* Excerpted data
**********
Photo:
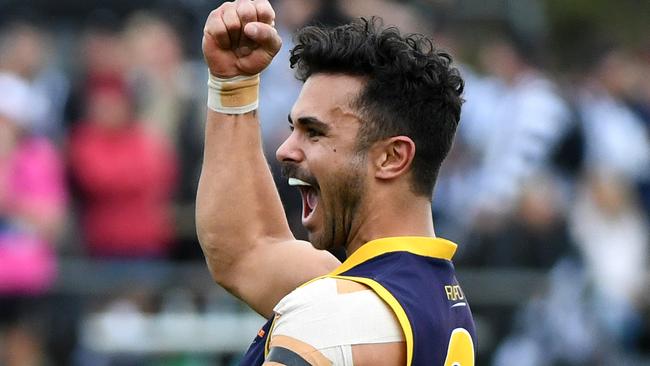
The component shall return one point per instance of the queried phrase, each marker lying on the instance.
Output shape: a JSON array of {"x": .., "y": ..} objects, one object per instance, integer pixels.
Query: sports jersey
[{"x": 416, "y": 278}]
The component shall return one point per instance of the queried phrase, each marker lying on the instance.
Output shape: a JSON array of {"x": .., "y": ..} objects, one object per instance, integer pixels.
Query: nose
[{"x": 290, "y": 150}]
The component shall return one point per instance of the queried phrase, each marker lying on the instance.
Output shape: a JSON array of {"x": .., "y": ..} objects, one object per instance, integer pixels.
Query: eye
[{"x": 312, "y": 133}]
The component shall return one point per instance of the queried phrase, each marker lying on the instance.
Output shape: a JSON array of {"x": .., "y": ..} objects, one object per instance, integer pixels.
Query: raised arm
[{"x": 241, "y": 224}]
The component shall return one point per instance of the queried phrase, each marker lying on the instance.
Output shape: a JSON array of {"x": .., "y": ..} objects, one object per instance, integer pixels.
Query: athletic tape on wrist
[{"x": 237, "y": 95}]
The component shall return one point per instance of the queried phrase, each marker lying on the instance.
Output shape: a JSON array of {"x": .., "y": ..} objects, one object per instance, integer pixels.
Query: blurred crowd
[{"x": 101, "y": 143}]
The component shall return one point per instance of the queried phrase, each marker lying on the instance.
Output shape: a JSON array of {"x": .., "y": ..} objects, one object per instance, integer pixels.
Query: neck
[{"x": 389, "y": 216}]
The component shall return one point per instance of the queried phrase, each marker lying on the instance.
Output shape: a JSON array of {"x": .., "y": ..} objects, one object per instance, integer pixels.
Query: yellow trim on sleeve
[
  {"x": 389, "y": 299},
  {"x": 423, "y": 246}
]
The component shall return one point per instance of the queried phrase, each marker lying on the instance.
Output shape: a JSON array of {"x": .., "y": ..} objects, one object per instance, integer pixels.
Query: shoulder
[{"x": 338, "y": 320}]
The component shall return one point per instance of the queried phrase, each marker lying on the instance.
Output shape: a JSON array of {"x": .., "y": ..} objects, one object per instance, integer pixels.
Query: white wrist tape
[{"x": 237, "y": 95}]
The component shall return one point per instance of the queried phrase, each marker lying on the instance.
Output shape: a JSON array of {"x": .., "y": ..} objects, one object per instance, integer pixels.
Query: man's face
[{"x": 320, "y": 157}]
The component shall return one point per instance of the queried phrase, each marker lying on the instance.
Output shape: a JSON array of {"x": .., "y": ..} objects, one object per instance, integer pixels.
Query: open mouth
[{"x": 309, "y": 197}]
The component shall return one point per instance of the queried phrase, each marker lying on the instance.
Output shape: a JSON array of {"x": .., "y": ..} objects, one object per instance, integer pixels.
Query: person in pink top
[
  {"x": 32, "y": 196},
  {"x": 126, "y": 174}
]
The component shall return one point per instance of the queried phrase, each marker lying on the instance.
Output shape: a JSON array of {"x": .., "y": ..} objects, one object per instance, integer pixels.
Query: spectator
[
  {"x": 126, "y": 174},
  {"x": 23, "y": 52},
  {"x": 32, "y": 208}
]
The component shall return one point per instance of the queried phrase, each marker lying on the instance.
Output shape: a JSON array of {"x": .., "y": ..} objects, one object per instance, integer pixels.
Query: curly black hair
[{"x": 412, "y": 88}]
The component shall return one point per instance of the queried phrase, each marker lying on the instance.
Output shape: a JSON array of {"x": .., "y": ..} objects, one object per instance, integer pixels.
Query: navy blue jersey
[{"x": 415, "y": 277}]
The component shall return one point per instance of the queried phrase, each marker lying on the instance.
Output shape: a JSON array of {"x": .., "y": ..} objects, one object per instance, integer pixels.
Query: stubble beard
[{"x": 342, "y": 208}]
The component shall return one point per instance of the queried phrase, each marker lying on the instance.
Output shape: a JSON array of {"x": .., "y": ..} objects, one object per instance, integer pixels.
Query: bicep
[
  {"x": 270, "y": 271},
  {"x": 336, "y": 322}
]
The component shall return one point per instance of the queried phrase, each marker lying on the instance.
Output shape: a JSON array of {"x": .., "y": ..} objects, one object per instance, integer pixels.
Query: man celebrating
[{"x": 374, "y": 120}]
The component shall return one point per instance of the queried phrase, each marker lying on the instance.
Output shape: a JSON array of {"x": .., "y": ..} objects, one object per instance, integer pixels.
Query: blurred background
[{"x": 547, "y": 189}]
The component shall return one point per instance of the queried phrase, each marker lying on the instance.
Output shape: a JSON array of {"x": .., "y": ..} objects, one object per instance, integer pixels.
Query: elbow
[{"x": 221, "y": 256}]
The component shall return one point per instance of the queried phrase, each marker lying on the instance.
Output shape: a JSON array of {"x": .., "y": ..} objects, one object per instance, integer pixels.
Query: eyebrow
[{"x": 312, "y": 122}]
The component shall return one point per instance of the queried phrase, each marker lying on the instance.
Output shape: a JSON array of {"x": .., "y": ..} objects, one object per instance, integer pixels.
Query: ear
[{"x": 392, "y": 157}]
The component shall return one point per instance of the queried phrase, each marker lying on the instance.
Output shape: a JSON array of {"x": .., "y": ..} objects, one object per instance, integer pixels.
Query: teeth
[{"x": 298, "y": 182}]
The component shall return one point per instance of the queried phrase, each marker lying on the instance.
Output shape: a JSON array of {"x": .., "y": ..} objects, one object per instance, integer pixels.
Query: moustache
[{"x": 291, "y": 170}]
**********
* Given request
Please report every line in the records that contains the word "tape", copying each such line in full.

* Reply
Query: athletic tape on wrist
Query: white wrist tape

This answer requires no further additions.